**Problema breve 1**: Riscrivi in forma più concisa il paragrafo che comincia con "Nel complesso, la difficoltà" nel passo sulla revisione del Patto di Stabilità e crescita, mantenendone i fatti principali.
**Problema breve 2**: Cita dal passo sulla revisione del Patto di Stabilità e crescita il testo da "Nel complesso, la" a "esercizio della discrezionalità.".

**Passo del documento**:
»»
Su quest’ultimo punto evidenziato dal Consiglio Ecofin del 16 novembre sembra esserci un accordo a migliorare, dove necessario, il sistema delle statistiche sui bilanci pubblici, per evitare il ripetersi di casi come quello greco, dove il deficit eccessivo è stato evidenziato con quattro anni di ritardo. Un maggiore coinvolgimento delle istituzioni nazionali indipendenti potrebbe poi aumentare l’informazione e la trasparenza sugli andamenti di finanza pubblica, facilitando la sorveglianza multilaterale. Inoltre, questo coinvolgimento aumenterebbe il senso di “ownership” delle regole europee da parte delle istituzioni nazionali, anche e soprattutto dei parlamenti nazionali.

Nel complesso, la difficoltà nell’esercizio di revisione del Patto di Stabilità e crescita è quello di coniugare due aspetti, dalla gran parte degli osservatori ritenuti entrambi indispensabili. Da una parte si tratta di mantenere intatto un sistema di sorveglianza multilaterale basata su “regole”, tanto più importante in un contesto di Unione allargata. Al contempo, c’è la necessità di aumentare la razionalità economica delle regole stesse attraverso un maggiore esercizio della discrezionalità.
««
**Estratto della fonte**:
»»
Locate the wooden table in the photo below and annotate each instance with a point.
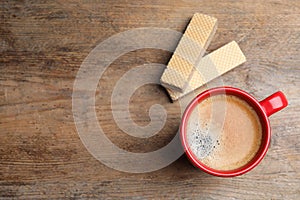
««
**Soluzione svolta 1**: La revisione del Patto di Stabilità e crescita deve conciliare due esigenze che gran parte degli osservatori considera indispensabili. La prima è conservare un sistema di sorveglianza multilaterale basato su regole, ancora più importante in un'Unione allargata. La seconda è rendere le regole economicamente più razionali attraverso un maggiore esercizio della discrezionalità.

**Soluzione svolta 2**:
Nel complesso, la difficoltà nell’esercizio di revisione del Patto di Stabilità e crescita è quello di coniugare due aspetti, dalla gran parte degli osservatori ritenuti entrambi indispensabili. Da una parte si tratta di mantenere intatto un sistema di sorveglianza multilaterale basata su “regole”, tanto più importante in un contesto di Unione allargata. Al contempo, c’è la necessità di aumentare la razionalità economica delle regole stesse attraverso un maggiore esercizio della discrezionalità.